→ **Passage shown**

American businessman and writer (born 1969)

Detrick DeBurr (born October 25, 1969) is an American entrepreneur, author, software developer, and Democratic Party politician who has been a candidate for the Texas House of Representatives from District 65 in 2024 and 2026. He has written books such as Deal Us In! How Black America Can Play and Win in the Digital Economy and Build Gamified Websites with PHP and JQuery. He is a co-founder of Game Time Giving. Prior to this, he was Founder/CEO of Digital Rhythm Inc., an IT service provider based in Dallas, Texas, USA.

==Early life and education==
DeBurr was born and raised in Monroe, Louisiana. He graduated from Neville High School in 1987 then later attended Southern University in Baton Rouge, Louisiana. He received a computer information systems degree from DeVry University after moving to Dallas, where he now resides.

==Career==
In February 2000, DeBurr left an up-and-coming corporate CAREER with GTE Directories (Verizon Information Services) to start Digital Rhythm Inc. Digital Rhythm is a Dallas, Texas based Information Technology services provider. Digital Rhythm specializes in providing sub-contract Information Technology services to prime Information Technology contractors.

DeBurr has published two books, "Build Gamified Websites with PHP and JQuery" (Packt Publishing) in September 2013 and "Deal Us In! How Black America can Play and Win in the Digital Economy" (Anji Publishing Inc.), in October 2002. In 2001, DeBurr received Stanford University's Digital Visions Fellowship for his efforts on projects addressing the "Digital Divide" all over world with extended work done in Ghana, West Africa. He has been a frequent lecturer on technology related issues all around the world. He is the former host of "CyWord" an online radio technology program aired by The Black World Today. In 2011 he founded CUPID! On The Go, a mobile application where users can get access to local news.

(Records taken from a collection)
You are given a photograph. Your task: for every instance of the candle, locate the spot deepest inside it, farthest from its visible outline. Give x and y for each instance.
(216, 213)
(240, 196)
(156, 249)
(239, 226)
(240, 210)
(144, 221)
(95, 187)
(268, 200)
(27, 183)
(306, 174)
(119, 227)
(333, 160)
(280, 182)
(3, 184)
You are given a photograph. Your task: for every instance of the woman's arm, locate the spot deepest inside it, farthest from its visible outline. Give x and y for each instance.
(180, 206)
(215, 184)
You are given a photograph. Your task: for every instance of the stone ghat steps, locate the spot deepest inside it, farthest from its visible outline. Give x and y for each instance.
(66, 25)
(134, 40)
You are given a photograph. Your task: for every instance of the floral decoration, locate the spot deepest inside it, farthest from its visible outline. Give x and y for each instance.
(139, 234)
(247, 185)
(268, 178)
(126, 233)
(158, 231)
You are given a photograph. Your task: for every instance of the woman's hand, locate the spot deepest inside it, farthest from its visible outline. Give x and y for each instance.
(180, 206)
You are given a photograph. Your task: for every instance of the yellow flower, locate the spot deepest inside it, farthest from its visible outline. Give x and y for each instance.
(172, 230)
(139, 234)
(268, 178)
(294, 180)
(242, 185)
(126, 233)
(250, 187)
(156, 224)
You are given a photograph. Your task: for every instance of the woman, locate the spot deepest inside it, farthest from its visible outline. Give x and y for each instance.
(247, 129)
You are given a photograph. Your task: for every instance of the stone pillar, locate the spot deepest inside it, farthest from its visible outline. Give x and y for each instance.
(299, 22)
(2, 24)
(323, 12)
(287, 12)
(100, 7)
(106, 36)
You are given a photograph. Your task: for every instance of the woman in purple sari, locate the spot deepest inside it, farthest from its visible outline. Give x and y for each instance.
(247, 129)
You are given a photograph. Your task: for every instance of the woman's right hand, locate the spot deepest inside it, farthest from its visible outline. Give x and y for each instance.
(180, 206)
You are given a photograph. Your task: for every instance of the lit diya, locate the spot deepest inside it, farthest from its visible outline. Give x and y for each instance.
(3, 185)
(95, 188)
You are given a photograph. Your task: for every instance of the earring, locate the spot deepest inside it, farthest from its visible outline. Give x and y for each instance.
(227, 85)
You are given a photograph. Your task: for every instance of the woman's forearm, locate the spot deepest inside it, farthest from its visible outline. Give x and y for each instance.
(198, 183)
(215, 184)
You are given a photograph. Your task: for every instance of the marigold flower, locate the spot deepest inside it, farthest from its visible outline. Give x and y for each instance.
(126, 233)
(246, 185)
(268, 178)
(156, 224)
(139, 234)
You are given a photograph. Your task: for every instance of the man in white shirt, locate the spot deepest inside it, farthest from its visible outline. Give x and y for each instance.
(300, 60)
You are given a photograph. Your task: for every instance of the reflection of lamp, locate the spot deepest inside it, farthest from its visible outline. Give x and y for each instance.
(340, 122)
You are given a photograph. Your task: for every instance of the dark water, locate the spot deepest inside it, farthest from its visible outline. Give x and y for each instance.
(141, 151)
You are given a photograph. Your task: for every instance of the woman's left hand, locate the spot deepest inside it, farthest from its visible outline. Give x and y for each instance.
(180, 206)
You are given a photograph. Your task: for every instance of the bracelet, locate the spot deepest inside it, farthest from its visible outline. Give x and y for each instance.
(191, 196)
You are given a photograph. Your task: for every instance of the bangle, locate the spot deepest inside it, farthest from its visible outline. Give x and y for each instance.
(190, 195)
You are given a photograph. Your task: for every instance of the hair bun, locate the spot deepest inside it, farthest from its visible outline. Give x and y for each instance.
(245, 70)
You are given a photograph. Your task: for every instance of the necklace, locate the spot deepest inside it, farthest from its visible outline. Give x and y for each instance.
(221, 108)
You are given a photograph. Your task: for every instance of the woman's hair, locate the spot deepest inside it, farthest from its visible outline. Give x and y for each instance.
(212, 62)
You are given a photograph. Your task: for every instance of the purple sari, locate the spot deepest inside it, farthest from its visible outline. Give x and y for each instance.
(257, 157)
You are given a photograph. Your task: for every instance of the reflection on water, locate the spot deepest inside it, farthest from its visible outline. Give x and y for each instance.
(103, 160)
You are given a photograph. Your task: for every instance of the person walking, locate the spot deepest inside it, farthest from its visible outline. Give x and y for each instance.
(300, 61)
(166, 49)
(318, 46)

→ **Task directions**
For each statement, say yes or no according to the DeBurr biography, and quote the words from it that decide the answer. 1. DeBurr graduated from high school in 1987. 2. DeBurr started Digital Rhythm Inc. in 2005. 3. DeBurr received a fellowship from Stanford University in 2001.

→ **Written solution**
1. Yes: "He graduated from Neville High School in 1987"
2. No: "In February 2000, DeBurr left an up-and-coming corporate CAREER with GTE Directories (Verizon Information Services) to start Digital Rhythm Inc."
3. Yes: "In 2001, DeBurr received Stanford University's Digital Visions Fellowship"